Start at the line containing "Please trace the outline of every instance of the building" and transcribe every line exactly through the end of the records below, and only those lines.

• Records for this task:
++++++
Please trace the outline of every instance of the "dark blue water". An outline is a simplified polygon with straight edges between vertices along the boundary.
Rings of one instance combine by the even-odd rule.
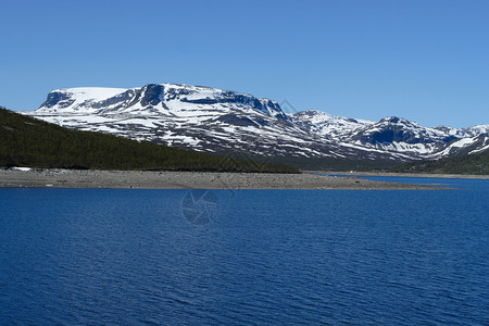
[[[489,181],[423,183],[0,189],[0,324],[487,325]]]

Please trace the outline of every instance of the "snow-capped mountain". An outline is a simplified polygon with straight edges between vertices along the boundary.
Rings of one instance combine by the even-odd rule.
[[[210,152],[405,161],[481,151],[489,143],[489,125],[428,128],[399,117],[372,122],[322,111],[287,115],[268,99],[179,84],[57,89],[37,111],[23,113],[71,128]]]

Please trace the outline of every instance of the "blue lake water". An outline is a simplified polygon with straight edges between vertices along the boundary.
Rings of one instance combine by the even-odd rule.
[[[489,181],[402,180],[0,189],[0,324],[489,324]]]

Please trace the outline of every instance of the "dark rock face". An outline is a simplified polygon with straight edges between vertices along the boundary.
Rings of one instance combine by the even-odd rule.
[[[423,142],[423,139],[417,138],[413,133],[410,133],[402,128],[387,127],[384,130],[362,136],[361,141],[369,143],[391,143],[394,141],[418,143]]]
[[[51,91],[48,95],[46,101],[41,104],[41,106],[52,108],[55,104],[59,104],[60,108],[67,108],[75,102],[74,99],[70,97],[70,95],[60,92],[60,91]]]

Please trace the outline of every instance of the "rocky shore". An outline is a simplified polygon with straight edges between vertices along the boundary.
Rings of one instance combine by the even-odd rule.
[[[0,187],[136,189],[442,189],[315,174],[1,170]]]

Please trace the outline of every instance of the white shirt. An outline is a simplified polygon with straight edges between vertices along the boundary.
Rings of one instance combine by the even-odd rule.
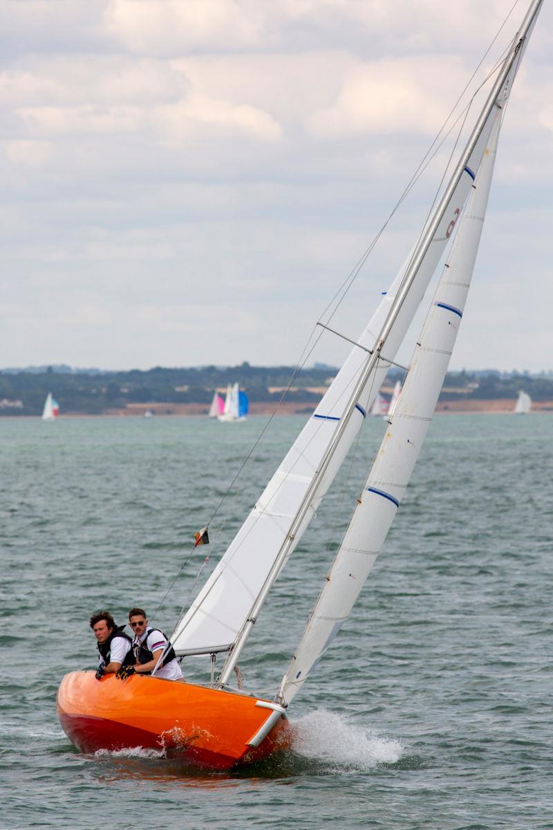
[[[127,656],[127,652],[130,648],[129,640],[124,637],[116,636],[111,641],[109,647],[109,662],[122,663]],[[99,662],[104,662],[104,657],[99,654]]]
[[[153,654],[155,654],[156,652],[163,651],[167,646],[167,637],[158,628],[152,628],[149,634],[148,634],[148,629],[147,628],[142,637],[135,635],[133,640],[133,650],[135,655],[140,645],[146,646],[148,652],[152,652]],[[181,671],[181,666],[173,657],[165,666],[158,669],[153,676],[161,677],[162,680],[181,680],[182,672]]]

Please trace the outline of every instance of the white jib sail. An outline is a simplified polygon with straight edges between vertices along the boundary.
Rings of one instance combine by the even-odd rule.
[[[395,357],[471,191],[474,171],[480,166],[495,111],[494,108],[483,124],[411,288],[395,318],[383,350],[383,357],[388,360]],[[380,360],[367,378],[357,398],[356,412],[350,417],[324,475],[310,497],[308,510],[297,525],[301,505],[305,503],[323,460],[327,458],[340,419],[356,383],[368,365],[371,355],[366,349],[375,349],[405,273],[404,268],[359,338],[357,342],[362,348],[352,349],[224,556],[177,623],[171,642],[179,654],[210,653],[215,649],[230,647],[250,617],[284,545],[287,559],[315,515],[384,381],[390,367],[386,360]],[[294,525],[297,526],[292,534]],[[237,653],[234,652],[235,657]]]
[[[497,113],[476,187],[411,359],[401,394],[343,541],[283,680],[285,704],[328,647],[374,564],[419,456],[457,337],[492,181]]]

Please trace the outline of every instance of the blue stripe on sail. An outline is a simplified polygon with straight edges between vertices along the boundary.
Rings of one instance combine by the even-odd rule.
[[[447,303],[435,303],[439,309],[445,309],[447,311],[453,311],[454,314],[458,314],[459,317],[463,316],[463,312],[456,309],[454,305],[448,305]]]
[[[376,490],[376,487],[367,487],[366,489],[370,493],[376,493],[376,496],[381,496],[383,498],[388,499],[395,504],[396,507],[400,506],[400,502],[397,499],[395,499],[393,496],[390,496],[390,493],[385,493],[383,490]]]

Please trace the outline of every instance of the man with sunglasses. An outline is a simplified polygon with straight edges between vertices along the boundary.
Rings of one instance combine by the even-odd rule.
[[[184,678],[172,646],[158,628],[148,627],[146,612],[142,608],[131,608],[129,612],[129,624],[134,634],[133,652],[136,662],[132,667],[124,666],[118,672],[118,676],[124,679],[129,674],[151,674],[163,655],[163,663],[156,669],[154,676],[182,682]]]

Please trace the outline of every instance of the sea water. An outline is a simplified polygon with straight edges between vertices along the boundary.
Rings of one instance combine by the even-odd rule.
[[[81,754],[61,731],[60,680],[96,662],[90,614],[138,605],[170,632],[307,417],[275,418],[226,496],[265,419],[0,421],[0,826],[553,828],[550,414],[434,418],[293,701],[291,752],[210,774],[140,748]],[[385,426],[366,419],[269,597],[240,661],[255,693],[278,688]]]

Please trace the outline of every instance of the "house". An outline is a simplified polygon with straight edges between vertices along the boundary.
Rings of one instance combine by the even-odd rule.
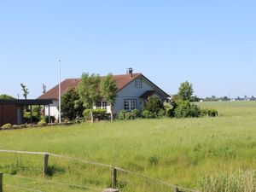
[[[52,103],[51,100],[40,99],[14,99],[5,100],[0,99],[0,127],[4,124],[20,125],[24,124],[24,108],[32,106],[49,106]],[[49,112],[48,112],[49,113]],[[39,113],[38,119],[40,119]],[[32,122],[32,115],[31,110],[31,122]]]
[[[127,111],[132,109],[142,110],[144,102],[148,96],[157,96],[163,102],[170,96],[142,73],[133,73],[131,68],[127,70],[126,74],[113,75],[113,78],[118,87],[113,106],[115,113],[122,109]],[[62,81],[61,83],[61,96],[68,90],[76,88],[79,82],[79,79],[67,79]],[[46,107],[46,115],[49,111],[51,115],[55,115],[55,118],[58,117],[58,97],[59,85],[57,84],[38,98],[53,100],[49,110]],[[95,108],[103,108],[107,110],[107,113],[110,113],[110,107],[104,101],[99,101]]]

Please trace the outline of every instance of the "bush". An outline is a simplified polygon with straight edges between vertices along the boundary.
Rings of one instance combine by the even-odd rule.
[[[101,108],[92,110],[93,118],[98,119],[99,120],[103,120],[107,118],[106,113],[107,113],[107,110],[101,109]],[[85,109],[83,112],[83,115],[84,115],[84,118],[85,119],[85,120],[90,120],[90,119],[91,119],[90,109]]]
[[[13,125],[11,124],[4,124],[3,126],[2,126],[3,129],[11,129],[13,128]]]
[[[217,117],[218,116],[218,111],[216,109],[208,109],[207,113],[209,117]]]
[[[118,113],[118,119],[119,120],[125,120],[125,113],[126,113],[126,111],[125,109],[119,111],[119,113]]]
[[[157,117],[159,117],[159,118],[163,118],[166,116],[166,112],[165,109],[160,109],[157,113]]]
[[[143,109],[158,113],[160,110],[164,109],[164,104],[158,96],[151,96],[148,98]]]
[[[42,119],[38,123],[38,125],[40,126],[45,126],[46,125],[46,121],[44,120],[44,119]]]
[[[154,118],[154,113],[148,111],[148,110],[144,110],[143,111],[143,118],[145,118],[145,119],[151,119],[151,118]]]
[[[132,116],[136,119],[136,118],[140,118],[142,117],[142,113],[141,111],[137,110],[137,109],[133,109],[131,111],[131,113],[132,113]]]
[[[201,109],[197,105],[191,104],[189,101],[179,101],[177,108],[174,110],[175,117],[199,117]]]
[[[218,116],[218,111],[216,109],[212,108],[204,108],[201,111],[201,116],[208,116],[208,117],[217,117]]]
[[[49,119],[50,119],[49,122],[49,116],[44,116],[43,118],[44,119],[45,122],[48,123],[48,124],[49,124],[49,123],[55,123],[55,120],[56,120],[56,119],[55,119],[55,116],[50,116],[49,117]]]
[[[131,112],[125,113],[125,120],[131,120],[134,119],[134,116]]]

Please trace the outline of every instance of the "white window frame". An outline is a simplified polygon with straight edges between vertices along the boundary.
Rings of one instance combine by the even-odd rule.
[[[143,79],[135,79],[135,88],[142,88],[143,87]]]
[[[124,109],[126,111],[131,111],[137,108],[137,100],[136,99],[124,99]]]
[[[96,108],[101,108],[101,109],[107,110],[108,102],[101,101],[97,104],[100,104],[100,105],[96,106]]]

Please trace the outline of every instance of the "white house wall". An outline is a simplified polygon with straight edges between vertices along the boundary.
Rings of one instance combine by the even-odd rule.
[[[118,92],[114,105],[114,113],[119,113],[124,109],[125,99],[135,99],[137,109],[142,110],[143,106],[140,100],[140,96],[147,90],[153,90],[154,88],[151,84],[142,79],[142,87],[135,87],[135,80],[128,84],[124,89]]]
[[[49,114],[50,116],[55,116],[55,119],[58,119],[58,106],[59,106],[59,102],[58,100],[53,100],[52,104],[49,105]],[[45,106],[45,115],[49,116],[49,108],[48,106]]]

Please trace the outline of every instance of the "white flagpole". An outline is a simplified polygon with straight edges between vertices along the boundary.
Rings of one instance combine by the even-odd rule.
[[[59,62],[60,62],[60,71],[59,71],[59,123],[61,123],[61,61],[59,60]]]

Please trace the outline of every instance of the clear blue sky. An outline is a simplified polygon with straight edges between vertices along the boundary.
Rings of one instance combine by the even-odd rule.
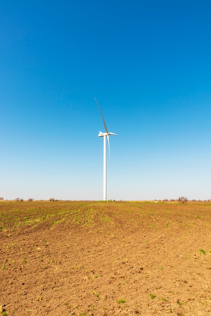
[[[208,0],[0,1],[0,196],[211,198]]]

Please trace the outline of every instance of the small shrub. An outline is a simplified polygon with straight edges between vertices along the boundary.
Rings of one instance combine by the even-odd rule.
[[[181,204],[185,204],[188,201],[188,199],[186,196],[180,196],[177,200]]]
[[[125,303],[125,300],[123,299],[123,298],[120,298],[119,299],[117,300],[117,303],[118,304],[124,303]]]

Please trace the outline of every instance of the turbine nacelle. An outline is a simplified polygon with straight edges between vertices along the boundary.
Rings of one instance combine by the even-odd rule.
[[[115,134],[114,133],[102,133],[102,132],[99,132],[98,134],[99,137],[102,137],[102,136],[108,136],[110,135],[118,135],[118,134]]]

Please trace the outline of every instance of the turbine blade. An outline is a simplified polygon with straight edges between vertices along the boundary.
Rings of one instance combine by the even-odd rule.
[[[108,144],[109,145],[109,168],[110,168],[110,144],[109,143],[109,134],[107,134]]]
[[[96,98],[95,97],[94,98],[94,99],[96,101],[96,103],[97,103],[98,107],[99,108],[99,112],[100,112],[101,116],[102,117],[102,121],[103,121],[103,124],[104,124],[104,128],[106,129],[106,131],[107,133],[107,134],[109,134],[109,131],[108,130],[107,126],[106,126],[106,122],[105,122],[105,121],[104,120],[103,116],[102,115],[102,112],[101,111],[100,108],[99,107],[99,104],[98,103],[98,102],[96,100]]]

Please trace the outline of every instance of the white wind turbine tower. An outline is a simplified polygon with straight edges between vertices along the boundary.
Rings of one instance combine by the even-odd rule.
[[[102,115],[102,113],[101,112],[100,108],[98,103],[97,101],[96,98],[94,98],[94,99],[96,101],[96,103],[97,104],[98,107],[99,108],[99,112],[100,112],[101,116],[102,117],[102,121],[103,121],[104,126],[106,129],[106,133],[102,133],[102,132],[99,132],[98,134],[98,136],[99,137],[103,137],[103,200],[106,201],[106,195],[107,195],[107,182],[106,182],[106,177],[107,177],[107,173],[106,173],[106,138],[107,137],[108,139],[108,143],[109,145],[109,165],[110,165],[110,145],[109,143],[109,135],[118,135],[117,134],[115,134],[114,133],[110,133],[108,130],[106,124],[106,122],[104,120],[104,118]]]

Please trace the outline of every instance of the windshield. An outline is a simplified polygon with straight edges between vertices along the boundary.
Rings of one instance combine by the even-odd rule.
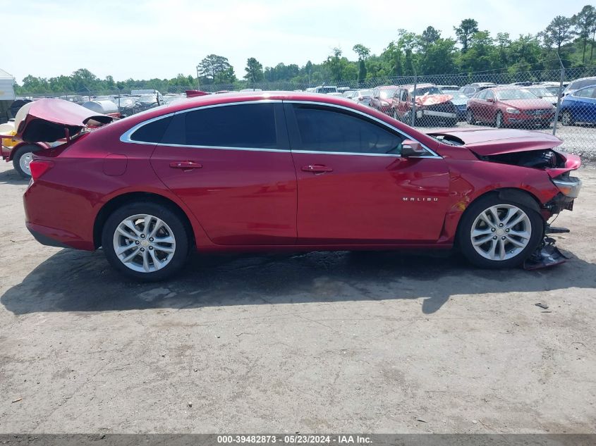
[[[382,89],[379,94],[382,99],[387,99],[387,98],[393,97],[393,95],[395,94],[395,88],[386,88]]]
[[[519,89],[500,89],[496,90],[494,94],[499,101],[511,101],[513,99],[535,99],[536,95],[533,94],[528,90]]]
[[[416,91],[413,94],[416,96],[423,96],[425,94],[441,94],[441,90],[436,87],[423,87],[422,88],[417,88]]]
[[[528,88],[531,92],[534,93],[538,97],[545,96],[552,96],[552,94],[544,87],[532,87]]]
[[[569,89],[579,89],[584,87],[590,87],[590,85],[596,85],[596,78],[593,79],[584,79],[583,80],[576,80],[572,82],[569,85]]]
[[[443,92],[445,94],[451,94],[451,96],[454,97],[454,99],[470,99],[470,98],[468,97],[467,94],[464,94],[461,92],[454,92],[453,90],[449,89],[449,90],[446,90],[446,91],[443,90]]]

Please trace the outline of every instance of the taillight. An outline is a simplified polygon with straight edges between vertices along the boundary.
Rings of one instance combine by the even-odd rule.
[[[29,164],[29,168],[31,169],[31,178],[35,181],[53,166],[54,161],[47,159],[34,159]]]

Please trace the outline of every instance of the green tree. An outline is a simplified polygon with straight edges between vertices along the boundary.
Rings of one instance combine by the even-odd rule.
[[[561,45],[571,40],[573,37],[571,27],[573,22],[568,17],[557,16],[544,31],[545,43],[548,47],[555,45],[557,52],[561,52]]]
[[[507,66],[509,57],[507,51],[509,45],[511,44],[511,39],[509,39],[509,32],[497,32],[495,41],[497,44],[497,60],[499,68],[504,68]]]
[[[585,47],[592,27],[596,22],[596,9],[592,5],[585,5],[581,11],[571,17],[571,22],[576,27],[575,34],[582,43],[581,62],[585,62]]]
[[[370,49],[367,48],[360,44],[356,44],[354,45],[352,48],[352,51],[358,55],[359,61],[365,61],[366,60],[366,58],[370,55]]]
[[[419,39],[419,45],[422,50],[426,50],[429,46],[437,43],[441,38],[441,33],[433,27],[429,26],[422,31]]]
[[[427,44],[420,56],[420,71],[425,75],[454,73],[456,69],[455,44],[453,39],[441,38]]]
[[[465,18],[458,27],[454,27],[457,39],[461,44],[461,52],[468,51],[470,39],[478,32],[478,23],[473,18]]]
[[[263,66],[254,57],[250,57],[246,61],[246,68],[244,70],[246,71],[244,78],[247,80],[255,82],[264,79]]]
[[[197,68],[202,78],[201,83],[221,84],[236,80],[232,66],[228,58],[223,56],[209,54],[199,62]]]

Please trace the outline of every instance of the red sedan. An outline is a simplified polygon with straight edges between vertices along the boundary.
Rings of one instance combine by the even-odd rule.
[[[523,130],[425,135],[336,97],[202,96],[110,120],[44,99],[25,141],[68,142],[31,163],[26,224],[42,243],[102,247],[120,271],[170,276],[199,252],[458,246],[517,265],[571,208],[579,159]],[[75,135],[75,136],[73,136]]]
[[[500,87],[476,93],[468,101],[468,124],[548,127],[554,119],[552,104],[523,88]]]

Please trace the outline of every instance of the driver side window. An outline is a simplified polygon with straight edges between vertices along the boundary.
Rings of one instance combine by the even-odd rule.
[[[294,104],[298,135],[293,150],[399,155],[404,137],[340,109]]]

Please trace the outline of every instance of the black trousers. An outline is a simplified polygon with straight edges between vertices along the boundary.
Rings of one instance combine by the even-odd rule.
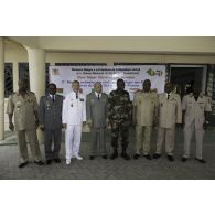
[[[62,129],[45,129],[45,158],[58,159],[61,150]],[[54,143],[54,147],[53,147]]]

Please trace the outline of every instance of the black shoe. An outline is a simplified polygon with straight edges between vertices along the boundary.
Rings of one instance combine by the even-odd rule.
[[[159,153],[154,153],[153,154],[153,159],[158,159],[158,158],[160,158],[161,157],[161,154],[159,154]]]
[[[52,164],[52,160],[51,159],[47,159],[46,160],[46,165],[50,165],[50,164]]]
[[[174,157],[173,155],[168,155],[168,160],[169,161],[174,161]]]
[[[133,155],[133,159],[137,160],[137,159],[139,159],[139,157],[140,157],[140,154],[136,153],[136,154]]]
[[[201,163],[206,163],[206,161],[203,160],[203,159],[197,159],[197,158],[195,158],[195,160],[198,161],[198,162],[201,162]]]
[[[143,155],[147,160],[151,160],[151,157],[149,154]]]
[[[115,150],[114,153],[110,155],[110,160],[115,160],[118,157],[118,152]]]
[[[34,161],[34,163],[37,165],[44,165],[43,161]]]
[[[53,159],[55,163],[61,163],[61,159]]]
[[[25,162],[23,162],[23,163],[20,163],[20,164],[18,165],[18,168],[24,168],[25,165],[28,165],[28,163],[29,163],[29,161],[25,161]]]
[[[182,158],[182,162],[186,162],[187,161],[187,158]]]
[[[121,153],[121,158],[123,158],[127,161],[130,160],[130,157],[126,152]]]

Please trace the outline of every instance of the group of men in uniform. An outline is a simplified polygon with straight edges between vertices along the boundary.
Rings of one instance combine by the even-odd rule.
[[[30,143],[34,163],[43,165],[39,147],[36,129],[44,131],[44,149],[46,164],[53,161],[61,162],[62,128],[65,129],[66,164],[73,158],[83,160],[79,155],[83,125],[90,128],[90,155],[94,160],[100,154],[107,159],[106,128],[111,128],[112,153],[110,159],[118,157],[118,141],[121,139],[121,157],[129,160],[127,153],[129,144],[129,127],[136,128],[136,153],[133,159],[139,159],[142,153],[151,160],[151,136],[153,127],[158,127],[157,150],[153,159],[162,153],[165,142],[165,152],[169,161],[174,161],[175,125],[182,123],[184,129],[184,153],[182,161],[190,157],[190,146],[193,132],[196,139],[196,160],[205,163],[202,157],[202,142],[208,126],[208,116],[212,111],[211,99],[202,95],[194,87],[193,93],[182,99],[173,93],[172,85],[165,84],[164,93],[157,94],[151,90],[151,82],[146,79],[142,90],[135,93],[133,103],[129,93],[125,90],[123,79],[117,80],[117,89],[109,96],[103,93],[101,83],[94,84],[94,89],[86,97],[80,93],[78,80],[72,83],[72,92],[63,96],[56,94],[56,85],[50,84],[47,94],[40,99],[37,105],[34,93],[28,90],[24,79],[19,80],[19,90],[9,97],[7,112],[9,114],[9,128],[17,131],[20,152],[19,168],[29,163],[26,142]],[[12,116],[14,114],[14,126]],[[54,142],[54,146],[52,143]]]

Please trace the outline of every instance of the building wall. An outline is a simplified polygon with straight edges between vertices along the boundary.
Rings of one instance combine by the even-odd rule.
[[[158,44],[159,46],[159,44]],[[13,90],[18,89],[19,68],[18,63],[28,62],[26,50],[14,42],[7,41],[4,47],[4,61],[13,63]],[[178,47],[179,49],[179,47]],[[159,50],[159,49],[158,49]],[[55,63],[176,63],[176,64],[215,64],[214,55],[194,54],[141,54],[141,53],[95,53],[95,52],[46,52],[46,62],[50,65]],[[7,101],[7,99],[6,99]],[[7,103],[6,103],[7,105]],[[8,117],[6,116],[6,122]],[[8,128],[6,126],[6,128]]]

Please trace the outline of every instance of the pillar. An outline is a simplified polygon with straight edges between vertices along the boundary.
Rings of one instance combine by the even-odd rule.
[[[28,50],[30,90],[35,93],[37,103],[41,96],[45,94],[45,51],[41,49]],[[42,143],[44,138],[42,131],[37,129],[39,142]]]
[[[4,45],[0,37],[0,140],[4,139]]]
++++++
• Worked answer:
Please trace the outline of every instance of the building wall. An outline is a simplified polygon with straight edges between vertices along the boundary.
Rings of one instance combine by the even-odd rule.
[[[158,44],[159,46],[159,44]],[[13,90],[18,89],[19,68],[18,63],[28,62],[26,50],[14,42],[7,41],[4,47],[4,61],[13,63]],[[178,47],[179,49],[179,47]],[[159,50],[159,49],[158,49]],[[55,63],[176,63],[176,64],[215,64],[214,55],[194,54],[141,54],[141,53],[95,53],[95,52],[46,52],[46,62],[50,65]],[[7,101],[7,99],[6,99]],[[7,103],[6,103],[7,105]],[[8,117],[6,116],[6,122]],[[8,128],[6,126],[6,128]]]

Please trace the outline of every instance of the pillar. An outline is a simplified polygon with straight edges between vertices along the boundary.
Rings of one instance combine by the even-odd rule.
[[[28,50],[30,90],[35,93],[37,103],[41,96],[45,94],[45,51],[41,49]],[[42,143],[44,138],[42,131],[37,129],[39,142]]]
[[[4,45],[0,37],[0,140],[4,139]]]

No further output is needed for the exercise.